--- The data Enclosed Below ---

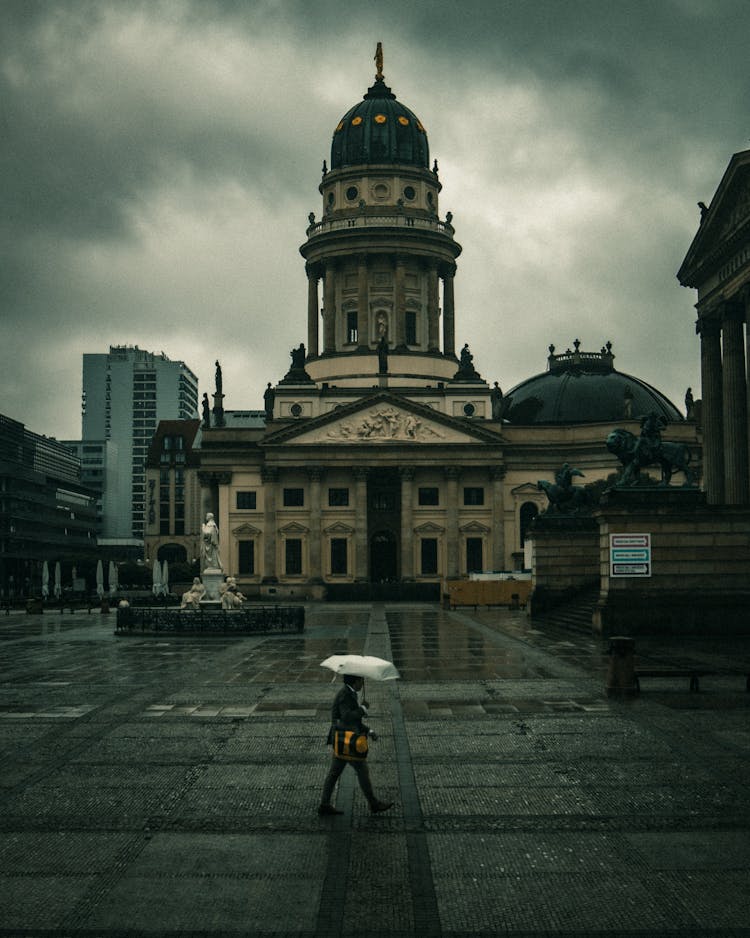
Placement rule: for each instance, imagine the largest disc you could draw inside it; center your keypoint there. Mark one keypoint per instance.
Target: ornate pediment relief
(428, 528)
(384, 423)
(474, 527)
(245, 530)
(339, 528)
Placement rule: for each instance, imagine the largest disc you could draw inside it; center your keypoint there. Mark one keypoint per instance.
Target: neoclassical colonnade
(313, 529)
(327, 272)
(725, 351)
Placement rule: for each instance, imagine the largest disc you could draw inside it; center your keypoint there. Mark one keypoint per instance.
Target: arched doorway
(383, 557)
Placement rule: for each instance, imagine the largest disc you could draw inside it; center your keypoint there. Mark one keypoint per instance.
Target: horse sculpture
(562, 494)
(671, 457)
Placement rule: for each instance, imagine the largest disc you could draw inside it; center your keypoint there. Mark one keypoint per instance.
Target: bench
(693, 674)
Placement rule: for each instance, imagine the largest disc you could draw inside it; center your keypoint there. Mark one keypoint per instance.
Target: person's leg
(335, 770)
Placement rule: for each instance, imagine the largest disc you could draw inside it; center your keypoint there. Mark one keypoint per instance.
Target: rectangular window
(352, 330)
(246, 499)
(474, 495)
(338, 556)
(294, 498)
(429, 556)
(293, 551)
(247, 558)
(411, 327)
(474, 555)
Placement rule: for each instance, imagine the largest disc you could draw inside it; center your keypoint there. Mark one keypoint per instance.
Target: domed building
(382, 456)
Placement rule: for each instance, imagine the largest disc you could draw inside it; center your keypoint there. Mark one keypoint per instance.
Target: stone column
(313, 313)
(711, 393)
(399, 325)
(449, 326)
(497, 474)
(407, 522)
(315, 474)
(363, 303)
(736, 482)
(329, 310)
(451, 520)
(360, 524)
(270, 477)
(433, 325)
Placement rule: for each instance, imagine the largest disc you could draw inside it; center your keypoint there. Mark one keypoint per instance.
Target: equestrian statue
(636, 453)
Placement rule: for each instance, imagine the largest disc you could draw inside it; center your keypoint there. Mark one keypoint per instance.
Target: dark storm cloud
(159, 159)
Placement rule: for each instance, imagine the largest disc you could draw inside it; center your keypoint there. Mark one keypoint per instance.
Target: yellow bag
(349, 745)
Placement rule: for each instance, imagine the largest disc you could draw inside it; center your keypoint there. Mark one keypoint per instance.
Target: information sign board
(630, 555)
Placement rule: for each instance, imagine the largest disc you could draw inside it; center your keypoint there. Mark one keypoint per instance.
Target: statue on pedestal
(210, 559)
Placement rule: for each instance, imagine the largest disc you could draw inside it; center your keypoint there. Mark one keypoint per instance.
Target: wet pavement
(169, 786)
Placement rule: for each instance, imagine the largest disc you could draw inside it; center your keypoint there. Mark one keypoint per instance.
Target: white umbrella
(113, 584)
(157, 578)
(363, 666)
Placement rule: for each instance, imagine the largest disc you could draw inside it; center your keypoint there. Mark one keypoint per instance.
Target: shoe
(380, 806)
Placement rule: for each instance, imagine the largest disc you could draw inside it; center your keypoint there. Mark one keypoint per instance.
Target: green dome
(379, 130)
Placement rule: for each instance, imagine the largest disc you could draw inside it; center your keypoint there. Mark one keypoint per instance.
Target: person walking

--- End of Enclosed The data ---

### Exercise requirements:
The whole listing must be transcribed exactly. No pictures belong in the copy.

### Result of this exercise:
Placement rule: for each instance, imagine the largest disc you could draw inside it; center your keypoint there. Mark one keypoint per instance.
Target: ornate pediment relief
(428, 528)
(384, 423)
(474, 527)
(245, 530)
(339, 528)
Placement rule: for each instance, imagine the largest disc you could draw inside it; center your keypoint there. Mark one keypoint per instance.
Target: neoclassical colonnade
(313, 529)
(327, 272)
(725, 351)
Placement rule: for each instance, imagine the largest disc you could draw inside it; center your keypoint there. Mark one keypoint per instance.
Target: arched doorway
(383, 557)
Placement rule: for each instance, imagine the largest disc you could draw inside it; center your keypoint there. Mark one keypoint per instance.
Target: horse sculpture
(562, 494)
(671, 457)
Placement rule: for each instance, imagine the largest disc you could draw inside it; center your keypoint there. Mark one keypoint per instance.
Target: bench
(693, 674)
Placement rule: for each instance, imagine the largest disc you could draw inside it; center your keypoint there. Mark one keypoint per instance.
Target: person's leg
(335, 770)
Placement rule: for each instance, imagine the largest disc you could draw inside it; center your keypoint there. Mark one keypoint per instance.
Target: rectangular window
(352, 330)
(246, 499)
(474, 495)
(338, 556)
(294, 498)
(429, 556)
(293, 551)
(247, 558)
(411, 327)
(474, 555)
Placement rule: for each instance, imagine the largest disc you could draw inside it; center your keypoint there. Mark one keypoint per instance.
Target: domed building
(382, 456)
Placement rule: for each instance, imagine the largest disc you could draw inside it; center your keypoint there. Mark one keypoint per instance.
Target: stone column
(313, 313)
(711, 393)
(399, 325)
(449, 326)
(497, 474)
(407, 522)
(315, 474)
(363, 303)
(736, 482)
(329, 310)
(451, 520)
(360, 524)
(270, 477)
(433, 325)
Placement rule: for each instance, imagine the largest disc you could draw inside it; center your keypoint there. Mark one keypoint per instance.
Target: equestrian statue
(636, 453)
Placement rule: for each instance, imagine the largest disc you could draw inside it; center your keypoint there. Mark one keypoint per instance.
Target: dark storm cloud
(159, 159)
Placement rule: for each instance, imagine the largest disc you could draw inside it; center your keypoint there. Mark one keypoint per instance.
Target: yellow bag
(349, 745)
Placement rule: for each instance, imagine the largest disc you could draw inside it; center your keypoint there. Mark one keypoint per instance.
Target: information sign board
(630, 555)
Placement rule: for each instance, imagine the largest disc you could draw inside it; center your keypoint there. Mark one keypoint per instance.
Target: statue on pedestal
(210, 559)
Placement rule: for each instance, imagine the largest disc you could draw inside it; center your keypoint there. Mark one keypoint per instance.
Target: wet pavement
(169, 786)
Placement rule: for each instance, imagine the largest disc you could draw inside it; center your keypoint there. Mark one keypoint per instance.
Target: white umbrella
(113, 584)
(157, 578)
(363, 666)
Placement rule: for each instance, imagine the largest disc you could draw inside it; center your keypoint there. Mark one keypoint per instance.
Target: shoe
(380, 806)
Placement rule: for each instance, imagine the largest disc you could draw inside it; center your keypoint there. Mark one keypoint per instance.
Target: green dome
(379, 130)
Placement rule: for each instance, imagine the largest disc you could draw inside it; center your keypoint there. Mark one keypoint per instance.
Target: person walking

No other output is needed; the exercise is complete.